__What the task asks__:
The answer must consist of each line below that holds the word "rope", copied as it stands.

__Material for this exercise__:
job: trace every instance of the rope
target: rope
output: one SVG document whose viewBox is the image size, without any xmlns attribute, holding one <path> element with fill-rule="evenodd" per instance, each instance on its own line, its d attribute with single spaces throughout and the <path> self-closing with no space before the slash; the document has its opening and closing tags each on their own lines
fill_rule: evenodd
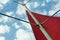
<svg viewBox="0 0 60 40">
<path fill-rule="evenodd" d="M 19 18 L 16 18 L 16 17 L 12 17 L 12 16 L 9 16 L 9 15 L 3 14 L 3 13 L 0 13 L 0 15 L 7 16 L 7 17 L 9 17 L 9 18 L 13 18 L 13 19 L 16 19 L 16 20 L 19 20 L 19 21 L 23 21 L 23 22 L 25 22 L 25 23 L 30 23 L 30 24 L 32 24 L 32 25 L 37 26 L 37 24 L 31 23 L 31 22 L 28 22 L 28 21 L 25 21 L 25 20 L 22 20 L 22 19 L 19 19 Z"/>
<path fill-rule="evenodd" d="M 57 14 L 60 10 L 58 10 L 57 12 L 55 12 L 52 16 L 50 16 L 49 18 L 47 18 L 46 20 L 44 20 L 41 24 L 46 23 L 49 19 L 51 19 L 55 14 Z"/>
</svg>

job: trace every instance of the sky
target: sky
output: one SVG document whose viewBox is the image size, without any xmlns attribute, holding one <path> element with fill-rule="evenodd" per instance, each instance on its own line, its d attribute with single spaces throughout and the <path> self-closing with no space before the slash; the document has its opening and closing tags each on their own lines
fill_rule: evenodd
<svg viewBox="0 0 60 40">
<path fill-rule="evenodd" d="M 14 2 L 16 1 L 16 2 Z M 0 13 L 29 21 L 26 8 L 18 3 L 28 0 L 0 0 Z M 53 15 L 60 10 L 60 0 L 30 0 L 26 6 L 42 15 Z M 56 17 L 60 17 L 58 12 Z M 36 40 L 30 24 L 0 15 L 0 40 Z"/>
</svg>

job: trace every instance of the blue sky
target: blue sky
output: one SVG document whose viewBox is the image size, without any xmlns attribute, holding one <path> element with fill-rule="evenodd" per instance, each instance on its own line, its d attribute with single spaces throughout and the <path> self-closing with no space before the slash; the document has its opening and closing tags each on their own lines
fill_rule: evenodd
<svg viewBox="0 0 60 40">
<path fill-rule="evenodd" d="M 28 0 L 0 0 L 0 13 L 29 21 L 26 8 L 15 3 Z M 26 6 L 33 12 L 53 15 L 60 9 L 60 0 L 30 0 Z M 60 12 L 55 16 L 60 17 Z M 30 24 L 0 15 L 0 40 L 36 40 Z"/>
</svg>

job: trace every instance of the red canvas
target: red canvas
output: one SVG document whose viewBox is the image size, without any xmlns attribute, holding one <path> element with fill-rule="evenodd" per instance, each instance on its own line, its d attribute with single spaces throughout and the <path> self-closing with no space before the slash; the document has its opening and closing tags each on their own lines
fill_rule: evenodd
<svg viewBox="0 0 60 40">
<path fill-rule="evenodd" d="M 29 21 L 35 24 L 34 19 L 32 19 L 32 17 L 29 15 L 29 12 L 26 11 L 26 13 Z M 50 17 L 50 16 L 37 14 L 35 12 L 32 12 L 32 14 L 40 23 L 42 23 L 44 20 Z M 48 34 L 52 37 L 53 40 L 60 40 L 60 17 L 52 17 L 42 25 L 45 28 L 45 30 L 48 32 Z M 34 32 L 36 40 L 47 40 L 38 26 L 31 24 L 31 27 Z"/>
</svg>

__Solution to the problem__:
job: trace every instance of the rope
target: rope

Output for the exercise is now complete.